Given instruction >> Lay out the data below as a numbered list with no blank lines, and leave the pictures out.

■ ■ ■ ■ ■

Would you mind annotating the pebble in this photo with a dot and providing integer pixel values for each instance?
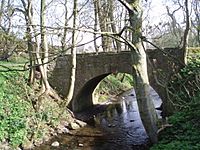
(55, 144)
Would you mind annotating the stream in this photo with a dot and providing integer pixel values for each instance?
(114, 125)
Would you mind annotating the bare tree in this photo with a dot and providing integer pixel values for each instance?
(139, 63)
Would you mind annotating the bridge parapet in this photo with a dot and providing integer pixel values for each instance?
(92, 68)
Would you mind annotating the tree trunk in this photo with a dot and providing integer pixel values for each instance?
(186, 33)
(95, 24)
(104, 25)
(116, 43)
(145, 103)
(73, 55)
(44, 47)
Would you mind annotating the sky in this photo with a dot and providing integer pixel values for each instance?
(156, 11)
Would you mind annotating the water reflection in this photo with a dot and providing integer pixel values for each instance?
(116, 126)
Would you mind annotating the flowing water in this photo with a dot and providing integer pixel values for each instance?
(116, 125)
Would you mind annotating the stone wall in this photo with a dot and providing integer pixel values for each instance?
(91, 69)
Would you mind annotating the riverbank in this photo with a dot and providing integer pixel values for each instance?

■ ■ ■ ■ ■

The reply >>
1. Would you mind annotating the pebble in this photo with a dot and providing integer pixel values for each instance?
2. (55, 144)
3. Would you mind annotating the stream in this photo with a dot and providing integer pixel values for each instance?
4. (114, 125)
5. Would you mind annotating the bare tree in this photo with a dot and providing integer pixel values for each instance?
6. (139, 63)
7. Would you mind annotating the bridge parapet in this photo with a dot and providing integer pixel values for each instance?
8. (92, 68)
9. Would you mind annotating the tree trunk in this photo with a dot and providing integer pixel values for each instance?
10. (186, 33)
11. (95, 24)
12. (104, 25)
13. (116, 43)
14. (145, 103)
15. (73, 55)
16. (44, 47)
17. Would you mind annotating the sky in this photo with a dot and providing integer pixel values for each instance?
18. (156, 11)
19. Would you mind annotating the water reflection in this photo with a dot and providing integer pixel values for each instance?
20. (116, 126)
21. Would you mind annotating the flowing water in this photo with a dot and providing integer pixel values for each instance?
22. (116, 125)
23. Would you mind annotating the stone wall in this photo with a dot and providing integer pixel values for each instance?
24. (91, 69)
25. Would you mind annotating the riverbank in this photo with a dot and providing integer pixel values for each instance?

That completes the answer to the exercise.